#### Consigne a:
Dans les enregistrements, recopie la partie qui commence à la ligne contenant « You are given a photograph. Locate the moose neck » et va jusqu'à la fin des enregistrements, en remplaçant « neck » par « shoulder ». Ne change rien d'autre.

Forêts 7 mars 2018

Les érablières vivent un boom historique

Le prix du sirop n’a jamais été aussi élevé. De plus, le nombre d’érables entaillés a atteint un niveau record. Avec une mise en barils de 152 millions de livres (Mlb) en 2017, le Québec produit présentement la plus grande quantité de sirop jamais vue. Bref, les producteurs, les acheteurs et les équipementiers profitent à fond de ce boom historique en acériculture.

Le prix offert pour le sirop a particulièrement motivé les acériculteurs québécois à se perfectionner. « La régie de production et l’entretien de la tubulure se sont énormément améliorés depuis 10 ans.  Certains ont même réussi à doubler leur rendement », rapporte Raymond Nadeau, conseiller au Club de qualité acéricole Beauce-Appalaches. Des producteurs atteignent des pics de production inégalés de 8 lb de sirop à l’entaille.

#### Données enregistrées:

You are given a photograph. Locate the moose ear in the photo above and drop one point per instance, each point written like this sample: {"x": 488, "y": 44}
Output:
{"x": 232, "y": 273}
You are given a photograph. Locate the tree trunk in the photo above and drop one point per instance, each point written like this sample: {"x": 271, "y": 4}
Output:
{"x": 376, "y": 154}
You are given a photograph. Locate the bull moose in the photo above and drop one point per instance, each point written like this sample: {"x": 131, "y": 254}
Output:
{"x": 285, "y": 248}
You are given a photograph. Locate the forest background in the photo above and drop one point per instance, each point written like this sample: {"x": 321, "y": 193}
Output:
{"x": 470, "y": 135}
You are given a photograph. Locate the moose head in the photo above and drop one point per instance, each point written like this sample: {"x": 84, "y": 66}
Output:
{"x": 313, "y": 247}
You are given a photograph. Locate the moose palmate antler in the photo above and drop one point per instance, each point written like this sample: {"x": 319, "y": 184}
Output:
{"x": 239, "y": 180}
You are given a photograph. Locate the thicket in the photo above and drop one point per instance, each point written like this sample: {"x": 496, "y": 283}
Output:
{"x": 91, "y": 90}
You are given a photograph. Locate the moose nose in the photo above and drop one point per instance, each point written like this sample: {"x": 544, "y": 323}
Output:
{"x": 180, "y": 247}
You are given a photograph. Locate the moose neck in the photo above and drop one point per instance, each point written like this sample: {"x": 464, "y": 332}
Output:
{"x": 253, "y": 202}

#### Consigne b:
Écris la suite de l'article sur le boom des érablières, à partir de sa dernière phrase.

#### Réponse a:
You are given a photograph. Locate the moose shoulder in the photo above and drop one point per instance, each point written like this sample: {"x": 464, "y": 332}
Output:
{"x": 253, "y": 202}

#### Réponse b:
La « cabane à sucre » se professionnalise à une vitesse impressionnante. Les acériculteurs investissent des sommes colossales pour acquérir de l’équipement plus performant et automatisé.

En deux ans, les producteurs auront investi près de 100 M$ dans leurs installations, seulement pour mettre en production les cinq millions d’entailles supplémentaires consenties en 2016 « On n’a jamais vu ça, 10 années de suite à avoir un bon chiffre d’affaires comme ça », résume Jean-François Goulet, directeur des ventes aux Équipements Lapierre. Cet engouement a incité les manufacturiers à innover pour faire progresser la technologie de l’équipement acéricole.

La Commanderie et le bio

Si la hausse des rendements est tendance, l’amélioration de la qualité du sirop l’est aussi. « On était une dizaine en 2010 à assister à des conférences qui portaient sur le développement des saveurs du sirop. Cette année, ce sont plutôt des centaines de producteurs qui sont venus », fait remarquer André Pollender, acériculteur et président de la Commanderie de l’érable. Cet organisme travaille présentement à l’élaboration de trois cahiers des charges permettant de certifier les sirops de qualité.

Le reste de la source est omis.